• **抜粋本文**
:::
同文献に記載の構造においては、燃焼ガスが供給されるケースの側壁部に設けられている孔部に、伝熱管の端部が挿入されている。伝熱管の端部は、拡管処理が施されていることにより、前記孔部の内周面に圧接している。前記孔部の一部は、テーパ孔部とされており、このことにより孔部の内周面と伝熱管の外周面との間には、ロウ材を進入させるための凹部が形成されている。前記ロウ材により、伝熱管と取付け対象部材とのロウ付けが図られている。
このような構成によれば、伝熱管の拡管とロウ付けとが併用されているため、伝熱管をケースの側壁部に対して比較的高い強度で固定することが可能である。
【0003】
しかしながら、前記従来技術においては、次に述べるように、未だ改善の余地がある。
【0004】
すなわち、前記従来技術においては、ケースの側壁部に対する伝熱管のロウ付け強度を高めるための手段として、側壁部の孔部の一部をテーパ孔部としている。したがって、このテーパ孔部を設けるための加工が煩雑であり、製造コストが高価となる。また、孔部の一部をテーパ孔部にすると、その分だけ、孔部の内周面と伝熱管の外周面との接触面積が小さくなり、伝熱管を拡管させた場合における孔部の内周面に対する伝熱管の圧接力を大きくするといったことも難しくなり、伝熱管の取付け強度が低くなる。このような不具合は、側壁部の厚みが小さい場合に、一層顕著となる。
また、前記孔部の一部がテーパ孔部とされて、この部分にロウ材が充填されているものの、前記テーパ孔部の内周面と伝熱管の外周面とは比較的大きい寸法で離間している。このため、テーパ孔部における伝熱管のロウ付け強度も、やや劣るものとなる。
【先行技術文献】
【特許文献】
【0005】
【文献】特開平9-133491号公報
【発明の概要】
【発明が解決しようとする課題】
【0006】
本発明は、前記したような事情のもとで考え出されたものであり、簡易な構成によって伝熱管の取付け強度を高くすることができ、製造作業の容易化や製造コスト低減なども好適に図ることが可能な熱交換器、およびその製造方法を提供することを、その課題としている。
【課題を解決するための手段】
【0007】
上記の課題を解決するため、本発明では、次の技術的手段を講じている。
:::
• **作業指示**
1/ 抜粋本文の従来技術では、ロウ材を進入させるための凹部はどのようにして形成されているか答えよ。
2/ 抜粋本文の内容を二文で要約せよ。
3/ 抜粋本文のうち、「同文献に記載の構造においては」から「で固定することが可能である。」までを、その語句も含めて一字一句そのまま出力せよ。
この後に続く行は、抜粋本文とは別の資料である。

• **データ抜粋**
:::
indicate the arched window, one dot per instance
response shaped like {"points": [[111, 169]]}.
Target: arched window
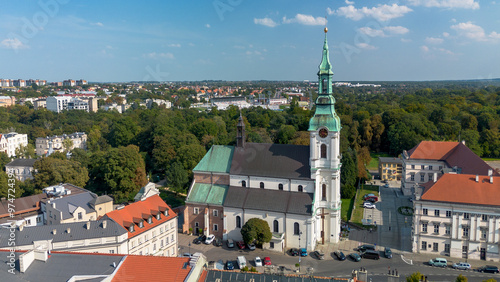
{"points": [[238, 221], [323, 151], [296, 228], [323, 192]]}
:::
• **各問の解答**
1/ 孔部の一部をテーパ孔部とすることで、孔部の内周面と伝熱管の外周面との間に形成されている。

2/ 従来技術では、ケースの側壁部の孔部の一部をテーパ孔部とし、伝熱管を拡管とロウ付けで固定している。しかしその加工は煩雑で製造コストが高く、取付け強度やロウ付け強度も劣るため、本発明は簡易な構成で伝熱管の取付け強度を高め、製造作業の容易化や製造コスト低減も図れる熱交換器とその製造方法を提供することを課題としている。

3/
同文献に記載の構造においては、燃焼ガスが供給されるケースの側壁部に設けられている孔部に、伝熱管の端部が挿入されている。伝熱管の端部は、拡管処理が施されていることにより、前記孔部の内周面に圧接している。前記孔部の一部は、テーパ孔部とされており、このことにより孔部の内周面と伝熱管の外周面との間には、ロウ材を進入させるための凹部が形成されている。前記ロウ材により、伝熱管と取付け対象部材とのロウ付けが図られている。
このような構成によれば、伝熱管の拡管とロウ付けとが併用されているため、伝熱管をケースの側壁部に対して比較的高い強度で固定することが可能である。